#### EXERCISE
The required result is the exact run of lines beginning at the one containing "If you would be willing to indicate the green" and ending at the last line of the entries.

[Data records]
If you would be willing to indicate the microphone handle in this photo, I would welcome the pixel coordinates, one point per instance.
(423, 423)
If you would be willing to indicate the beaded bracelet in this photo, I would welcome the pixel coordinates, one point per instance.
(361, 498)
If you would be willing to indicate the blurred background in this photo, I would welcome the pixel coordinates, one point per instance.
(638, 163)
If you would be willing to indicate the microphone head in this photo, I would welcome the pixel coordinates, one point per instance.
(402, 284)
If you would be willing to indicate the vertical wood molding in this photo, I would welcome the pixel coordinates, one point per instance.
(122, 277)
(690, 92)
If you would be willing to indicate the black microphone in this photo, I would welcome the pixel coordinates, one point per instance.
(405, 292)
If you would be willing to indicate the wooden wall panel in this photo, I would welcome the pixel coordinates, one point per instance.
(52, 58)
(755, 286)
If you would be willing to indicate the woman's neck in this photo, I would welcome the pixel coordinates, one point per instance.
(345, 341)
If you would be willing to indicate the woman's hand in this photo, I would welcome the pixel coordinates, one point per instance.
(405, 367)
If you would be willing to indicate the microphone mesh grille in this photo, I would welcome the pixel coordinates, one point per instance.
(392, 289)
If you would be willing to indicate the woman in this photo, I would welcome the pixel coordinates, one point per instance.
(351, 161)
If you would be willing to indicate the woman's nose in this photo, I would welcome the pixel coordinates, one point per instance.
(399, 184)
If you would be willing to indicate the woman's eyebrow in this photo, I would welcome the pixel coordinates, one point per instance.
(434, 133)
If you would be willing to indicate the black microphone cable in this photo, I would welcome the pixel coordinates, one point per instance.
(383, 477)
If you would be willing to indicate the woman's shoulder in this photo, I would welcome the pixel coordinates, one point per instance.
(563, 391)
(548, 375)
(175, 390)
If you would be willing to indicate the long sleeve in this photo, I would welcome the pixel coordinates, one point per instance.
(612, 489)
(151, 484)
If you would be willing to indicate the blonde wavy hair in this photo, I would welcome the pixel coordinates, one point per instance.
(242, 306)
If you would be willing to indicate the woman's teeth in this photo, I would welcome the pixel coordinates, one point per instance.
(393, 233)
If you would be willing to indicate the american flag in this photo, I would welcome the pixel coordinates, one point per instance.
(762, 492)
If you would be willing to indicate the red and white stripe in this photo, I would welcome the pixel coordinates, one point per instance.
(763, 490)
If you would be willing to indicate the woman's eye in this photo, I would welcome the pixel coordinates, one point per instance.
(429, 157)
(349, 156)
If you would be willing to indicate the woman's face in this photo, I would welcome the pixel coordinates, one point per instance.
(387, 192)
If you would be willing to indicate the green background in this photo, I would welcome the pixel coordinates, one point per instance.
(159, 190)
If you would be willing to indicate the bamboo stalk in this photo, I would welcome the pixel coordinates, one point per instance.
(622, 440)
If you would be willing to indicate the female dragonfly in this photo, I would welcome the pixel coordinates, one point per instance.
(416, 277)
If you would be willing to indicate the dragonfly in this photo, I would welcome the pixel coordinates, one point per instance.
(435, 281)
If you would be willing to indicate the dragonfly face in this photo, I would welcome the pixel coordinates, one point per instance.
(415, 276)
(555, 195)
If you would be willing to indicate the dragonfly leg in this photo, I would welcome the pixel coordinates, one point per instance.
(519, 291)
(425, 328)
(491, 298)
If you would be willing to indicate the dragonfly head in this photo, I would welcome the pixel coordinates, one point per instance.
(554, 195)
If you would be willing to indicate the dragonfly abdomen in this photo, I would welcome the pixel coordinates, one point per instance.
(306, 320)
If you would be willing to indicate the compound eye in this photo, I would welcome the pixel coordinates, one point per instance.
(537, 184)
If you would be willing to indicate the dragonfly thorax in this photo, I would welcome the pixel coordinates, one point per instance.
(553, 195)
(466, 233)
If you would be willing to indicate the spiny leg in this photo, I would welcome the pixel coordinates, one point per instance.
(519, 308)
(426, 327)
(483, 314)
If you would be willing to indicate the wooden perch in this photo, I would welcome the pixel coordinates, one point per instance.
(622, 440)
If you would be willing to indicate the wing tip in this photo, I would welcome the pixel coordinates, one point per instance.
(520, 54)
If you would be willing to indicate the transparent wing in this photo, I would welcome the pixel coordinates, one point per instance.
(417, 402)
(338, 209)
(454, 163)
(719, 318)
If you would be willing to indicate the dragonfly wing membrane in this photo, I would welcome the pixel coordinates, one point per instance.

#### RESPONSE TO THE EXERCISE
If you would be willing to indicate the green background in this photo, I would welcome the pixel coordinates, one point per instance.
(159, 190)
If you would be willing to indicate the bamboo stalk in this photo, I would welcome the pixel coordinates, one point per instance.
(622, 440)
If you would be willing to indicate the female dragonfly in this photo, I would welcome the pixel coordinates, one point per instance.
(416, 277)
If you would be willing to indicate the dragonfly in this photo, I would welcome the pixel coordinates, one point per instance.
(435, 281)
If you would be willing to indicate the dragonfly face in this photo, I would welcome the pixel coordinates, one point per instance.
(415, 276)
(555, 195)
If you would be willing to indicate the dragonfly leg in this photo, I would welcome the pixel coordinates, one point per instance.
(519, 291)
(425, 328)
(491, 298)
If you would be willing to indicate the dragonfly head in this photo, I would welcome the pixel coordinates, one point per instance.
(554, 195)
If you would be willing to indicate the dragonfly abdomen in this photo, I would welcome the pixel coordinates, one point per instance.
(306, 320)
If you would be willing to indicate the compound eye in this photo, I would welcome the pixel coordinates, one point per instance.
(537, 184)
If you would be willing to indicate the dragonfly thorax in this photo, I would welcome the pixel coordinates, one point per instance.
(553, 195)
(466, 233)
If you would be willing to indicate the spiny leg in this photo, I would welcome the pixel coordinates, one point per instance.
(519, 308)
(426, 327)
(483, 314)
If you would be willing to indicate the wooden perch in this photo, I would welcome the pixel coordinates, one point per instance.
(622, 440)
If you would be willing to indicate the wing tip in this photo, I would welcome the pixel coordinates, one point per instance.
(520, 54)
If you would be willing to indicate the transparent wing in this photo, I would welcome the pixel coordinates, one point per instance.
(417, 402)
(338, 209)
(454, 163)
(719, 318)
If you would be willing to indicate the dragonfly wing membrane in this photo, I would welcome the pixel coordinates, one point per instance.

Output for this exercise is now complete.